2016年3月14日月曜日

東京消滅 - 介護破綻と地方移住 (中公新書) 増田 寛也 (編集)

 昨年、日本中(特に行政関係者)に大きなインパクトを与えた「地方消滅」。その後、「地方消滅ー創生戦略編」と続き、本書は第3弾。中公新書の増田本は、セガールみたく「沈黙」ならぬ「消滅」でシリーズ化するのかと思ってしまうほど「消滅」づくし(笑)。

 東京圏における75歳以上の後期高齢者(≒要介護者)が今後、急増するが、それに対応できるだけの病院、介護施設がない。建設するににも大変なコストがかかる。
 「現代版姥捨て」との批判があるCCRCだが、「東京のツケを地方にまわすな」という捉え方ではなく、積極的にその組み立てに乗ることによって地域創生のポジティブファクターにすることができるというのが本書の主張。例えば杉並区はコストを負担して南伊豆町に介護施設を作っている。北九州市長も積極的な受け入れ(アクティブシニアだけど)をいち早く宣言した(しかし北九州市は色々と活発だなあ)。早く手を上げて連携すれば、地方サイドとしても医療・介護施設の建設コストを首都圏サイドに負担してもらい、人口も増え、また、そこに従事するので若い人の仕事も増えますよねという青写真。

問題 A
ページ抜粋の内容をもとに、次の問いに答えよ。
(i) 本書は増田本のシリーズで第何弾か。
(ii) 東京圏で今後急増するとされるのは何歳以上の後期高齢者か。
(iii) 杉並区がコストを負担して介護施設を作っている町はどこか。
問題 B
ページ抜粋のうち、「昨年、日本中(特に行政関係者」から「も増えますよねという青写真。」までの部分をそのまま書き写せ。

記録データ

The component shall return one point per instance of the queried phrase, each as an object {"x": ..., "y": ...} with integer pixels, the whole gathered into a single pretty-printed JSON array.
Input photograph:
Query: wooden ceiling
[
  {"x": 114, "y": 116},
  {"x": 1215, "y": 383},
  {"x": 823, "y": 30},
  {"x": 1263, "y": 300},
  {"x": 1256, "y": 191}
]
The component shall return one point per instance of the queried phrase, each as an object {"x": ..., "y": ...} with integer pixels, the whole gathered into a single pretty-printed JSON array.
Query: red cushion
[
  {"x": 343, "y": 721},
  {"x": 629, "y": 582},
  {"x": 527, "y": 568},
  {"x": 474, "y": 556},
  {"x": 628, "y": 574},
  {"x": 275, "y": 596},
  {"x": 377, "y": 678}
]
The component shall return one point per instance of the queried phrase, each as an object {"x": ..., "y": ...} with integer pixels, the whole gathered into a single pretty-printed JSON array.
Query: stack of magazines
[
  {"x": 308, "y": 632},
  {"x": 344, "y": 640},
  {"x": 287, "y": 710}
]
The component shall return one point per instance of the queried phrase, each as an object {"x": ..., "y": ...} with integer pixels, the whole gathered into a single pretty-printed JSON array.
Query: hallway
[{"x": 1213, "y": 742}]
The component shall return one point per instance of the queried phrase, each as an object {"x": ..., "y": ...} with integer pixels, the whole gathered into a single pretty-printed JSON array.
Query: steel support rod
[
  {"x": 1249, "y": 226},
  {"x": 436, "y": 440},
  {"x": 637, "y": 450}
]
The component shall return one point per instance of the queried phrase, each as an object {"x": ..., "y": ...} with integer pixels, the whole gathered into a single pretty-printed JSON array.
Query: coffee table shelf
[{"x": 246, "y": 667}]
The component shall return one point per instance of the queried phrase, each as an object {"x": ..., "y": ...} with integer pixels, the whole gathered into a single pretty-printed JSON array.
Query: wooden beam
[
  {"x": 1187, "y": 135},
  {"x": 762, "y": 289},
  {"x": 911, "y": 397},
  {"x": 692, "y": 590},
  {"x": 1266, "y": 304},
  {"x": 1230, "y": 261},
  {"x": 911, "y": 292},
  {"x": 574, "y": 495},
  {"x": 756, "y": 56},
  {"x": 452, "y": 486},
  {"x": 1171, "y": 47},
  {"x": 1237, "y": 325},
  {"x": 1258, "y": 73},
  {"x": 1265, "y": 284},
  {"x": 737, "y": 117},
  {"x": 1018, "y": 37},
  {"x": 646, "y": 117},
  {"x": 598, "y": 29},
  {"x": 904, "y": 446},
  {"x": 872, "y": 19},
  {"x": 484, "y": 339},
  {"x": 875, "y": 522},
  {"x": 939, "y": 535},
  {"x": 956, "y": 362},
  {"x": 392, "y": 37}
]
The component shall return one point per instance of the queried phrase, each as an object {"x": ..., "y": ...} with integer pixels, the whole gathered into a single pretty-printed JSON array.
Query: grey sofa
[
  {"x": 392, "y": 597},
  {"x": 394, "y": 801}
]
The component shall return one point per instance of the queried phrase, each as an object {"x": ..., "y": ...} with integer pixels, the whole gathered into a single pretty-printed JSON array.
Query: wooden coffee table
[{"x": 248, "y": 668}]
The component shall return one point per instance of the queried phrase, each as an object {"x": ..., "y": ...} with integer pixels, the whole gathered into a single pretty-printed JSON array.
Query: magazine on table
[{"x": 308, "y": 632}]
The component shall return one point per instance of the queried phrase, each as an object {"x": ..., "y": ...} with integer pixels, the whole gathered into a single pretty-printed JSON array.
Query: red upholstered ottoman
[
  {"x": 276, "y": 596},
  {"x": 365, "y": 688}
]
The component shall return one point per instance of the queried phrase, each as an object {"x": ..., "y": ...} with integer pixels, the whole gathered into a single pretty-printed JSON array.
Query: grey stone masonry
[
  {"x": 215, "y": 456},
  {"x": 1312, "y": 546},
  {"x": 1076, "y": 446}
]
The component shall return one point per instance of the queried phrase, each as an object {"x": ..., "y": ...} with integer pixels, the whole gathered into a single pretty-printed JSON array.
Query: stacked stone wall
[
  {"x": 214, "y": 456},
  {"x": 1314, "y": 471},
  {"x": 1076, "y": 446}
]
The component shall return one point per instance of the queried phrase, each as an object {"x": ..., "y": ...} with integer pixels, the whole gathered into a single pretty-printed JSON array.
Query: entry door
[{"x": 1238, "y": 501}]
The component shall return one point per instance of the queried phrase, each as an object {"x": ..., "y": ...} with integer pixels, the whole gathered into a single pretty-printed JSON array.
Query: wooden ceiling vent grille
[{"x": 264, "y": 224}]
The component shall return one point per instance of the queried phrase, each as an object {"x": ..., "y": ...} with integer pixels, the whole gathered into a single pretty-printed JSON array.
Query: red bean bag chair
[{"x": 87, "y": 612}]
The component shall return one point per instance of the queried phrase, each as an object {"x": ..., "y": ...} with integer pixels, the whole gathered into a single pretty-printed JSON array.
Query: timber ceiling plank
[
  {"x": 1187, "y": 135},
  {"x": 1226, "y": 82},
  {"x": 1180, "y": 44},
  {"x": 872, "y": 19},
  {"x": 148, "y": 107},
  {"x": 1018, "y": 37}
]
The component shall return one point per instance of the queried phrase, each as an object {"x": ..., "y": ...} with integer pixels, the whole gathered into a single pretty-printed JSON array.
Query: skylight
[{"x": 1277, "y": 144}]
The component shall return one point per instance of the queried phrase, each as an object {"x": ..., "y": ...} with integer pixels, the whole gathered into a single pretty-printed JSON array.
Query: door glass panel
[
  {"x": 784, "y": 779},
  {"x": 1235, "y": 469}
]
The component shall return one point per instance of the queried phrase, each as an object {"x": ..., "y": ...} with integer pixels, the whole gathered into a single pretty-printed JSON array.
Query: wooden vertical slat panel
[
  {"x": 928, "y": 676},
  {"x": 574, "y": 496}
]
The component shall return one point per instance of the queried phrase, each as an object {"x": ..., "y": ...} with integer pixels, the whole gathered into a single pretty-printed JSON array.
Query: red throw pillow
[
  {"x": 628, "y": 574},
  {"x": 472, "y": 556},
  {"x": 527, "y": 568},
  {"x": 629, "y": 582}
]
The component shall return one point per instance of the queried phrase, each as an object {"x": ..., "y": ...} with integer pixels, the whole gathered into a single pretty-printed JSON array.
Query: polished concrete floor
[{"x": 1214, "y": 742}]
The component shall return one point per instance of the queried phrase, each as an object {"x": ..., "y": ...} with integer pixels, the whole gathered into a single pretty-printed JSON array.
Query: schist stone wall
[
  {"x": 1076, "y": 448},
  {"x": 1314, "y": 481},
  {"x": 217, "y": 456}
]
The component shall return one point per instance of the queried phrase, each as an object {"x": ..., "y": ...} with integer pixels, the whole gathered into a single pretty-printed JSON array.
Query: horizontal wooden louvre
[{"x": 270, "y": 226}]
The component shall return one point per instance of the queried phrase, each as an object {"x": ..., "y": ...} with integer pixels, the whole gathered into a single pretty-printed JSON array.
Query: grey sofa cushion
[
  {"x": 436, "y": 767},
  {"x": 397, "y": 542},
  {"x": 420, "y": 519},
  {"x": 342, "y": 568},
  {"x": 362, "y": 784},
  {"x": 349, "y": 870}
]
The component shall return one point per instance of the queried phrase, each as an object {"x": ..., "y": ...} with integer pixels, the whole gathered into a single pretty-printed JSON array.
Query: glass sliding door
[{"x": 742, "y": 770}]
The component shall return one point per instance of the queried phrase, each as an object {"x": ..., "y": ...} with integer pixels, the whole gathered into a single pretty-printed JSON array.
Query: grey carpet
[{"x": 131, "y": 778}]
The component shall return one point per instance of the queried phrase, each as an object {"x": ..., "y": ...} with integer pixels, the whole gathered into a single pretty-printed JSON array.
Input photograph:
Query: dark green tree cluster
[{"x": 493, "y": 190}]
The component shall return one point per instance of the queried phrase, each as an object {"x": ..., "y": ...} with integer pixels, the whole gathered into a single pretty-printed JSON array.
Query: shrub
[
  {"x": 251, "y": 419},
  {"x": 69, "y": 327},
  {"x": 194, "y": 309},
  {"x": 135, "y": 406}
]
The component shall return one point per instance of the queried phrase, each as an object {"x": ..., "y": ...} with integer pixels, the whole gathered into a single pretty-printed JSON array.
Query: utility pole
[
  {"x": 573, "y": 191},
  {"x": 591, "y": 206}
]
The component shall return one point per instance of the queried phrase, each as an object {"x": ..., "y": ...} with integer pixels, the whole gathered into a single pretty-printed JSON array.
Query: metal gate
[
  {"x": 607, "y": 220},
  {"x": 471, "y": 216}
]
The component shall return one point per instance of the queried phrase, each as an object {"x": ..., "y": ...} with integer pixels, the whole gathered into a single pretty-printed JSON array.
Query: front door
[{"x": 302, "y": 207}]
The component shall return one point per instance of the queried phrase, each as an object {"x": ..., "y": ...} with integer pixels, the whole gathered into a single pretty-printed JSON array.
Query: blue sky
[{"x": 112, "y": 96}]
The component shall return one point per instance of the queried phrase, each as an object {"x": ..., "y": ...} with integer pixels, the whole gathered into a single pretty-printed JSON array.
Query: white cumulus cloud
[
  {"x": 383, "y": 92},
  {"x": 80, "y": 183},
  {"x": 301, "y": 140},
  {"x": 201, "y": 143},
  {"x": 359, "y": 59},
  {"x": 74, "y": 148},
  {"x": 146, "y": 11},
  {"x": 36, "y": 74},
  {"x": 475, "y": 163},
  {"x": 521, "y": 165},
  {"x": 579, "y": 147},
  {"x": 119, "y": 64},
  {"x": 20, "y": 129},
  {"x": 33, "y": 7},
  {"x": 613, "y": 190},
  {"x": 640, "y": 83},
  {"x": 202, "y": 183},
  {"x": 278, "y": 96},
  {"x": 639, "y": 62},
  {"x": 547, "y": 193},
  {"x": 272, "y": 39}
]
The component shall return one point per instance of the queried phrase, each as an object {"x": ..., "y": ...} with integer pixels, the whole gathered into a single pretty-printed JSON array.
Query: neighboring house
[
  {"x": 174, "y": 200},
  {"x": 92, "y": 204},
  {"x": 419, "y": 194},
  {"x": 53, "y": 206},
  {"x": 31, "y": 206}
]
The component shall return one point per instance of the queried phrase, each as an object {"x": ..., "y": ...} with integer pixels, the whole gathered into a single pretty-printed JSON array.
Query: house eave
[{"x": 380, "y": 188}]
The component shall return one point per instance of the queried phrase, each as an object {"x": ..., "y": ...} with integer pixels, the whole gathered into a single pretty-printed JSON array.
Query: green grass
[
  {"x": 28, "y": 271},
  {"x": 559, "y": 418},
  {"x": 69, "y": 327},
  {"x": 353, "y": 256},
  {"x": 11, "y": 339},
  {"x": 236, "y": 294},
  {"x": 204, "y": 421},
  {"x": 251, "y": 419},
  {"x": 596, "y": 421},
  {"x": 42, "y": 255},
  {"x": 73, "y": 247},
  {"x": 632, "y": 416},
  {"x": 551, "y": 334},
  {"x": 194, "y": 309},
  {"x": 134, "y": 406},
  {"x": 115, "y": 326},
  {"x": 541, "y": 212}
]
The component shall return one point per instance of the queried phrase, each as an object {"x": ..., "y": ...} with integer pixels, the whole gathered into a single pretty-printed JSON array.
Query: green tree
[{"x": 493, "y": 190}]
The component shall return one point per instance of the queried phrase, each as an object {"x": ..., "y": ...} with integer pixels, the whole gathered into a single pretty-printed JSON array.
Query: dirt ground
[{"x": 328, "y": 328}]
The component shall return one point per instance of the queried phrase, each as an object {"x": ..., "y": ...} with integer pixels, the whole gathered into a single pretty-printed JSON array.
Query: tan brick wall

出力結果 A
(i) 第3弾
(ii) 75歳以上
(iii) 南伊豆町

出力結果 B
昨年、日本中(特に行政関係者)に大きなインパクトを与えた「地方消滅」。その後、「地方消滅ー創生戦略編」と続き、本書は第3弾。中公新書の増田本は、セガールみたく「沈黙」ならぬ「消滅」でシリーズ化するのかと思ってしまうほど「消滅」づくし(笑)。

 東京圏における75歳以上の後期高齢者(≒要介護者)が今後、急増するが、それに対応できるだけの病院、介護施設がない。建設するににも大変なコストがかかる。
 「現代版姥捨て」との批判があるCCRCだが、「東京のツケを地方にまわすな」という捉え方ではなく、積極的にその組み立てに乗ることによって地域創生のポジティブファクターにすることができるというのが本書の主張。例えば杉並区はコストを負担して南伊豆町に介護施設を作っている。北九州市長も積極的な受け入れ(アクティブシニアだけど)をいち早く宣言した(しかし北九州市は色々と活発だなあ)。早く手を上げて連携すれば、地方サイドとしても医療・介護施設の建設コストを首都圏サイドに負担してもらい、人口も増え、また、そこに従事するので若い人の仕事も増えますよねという青写真。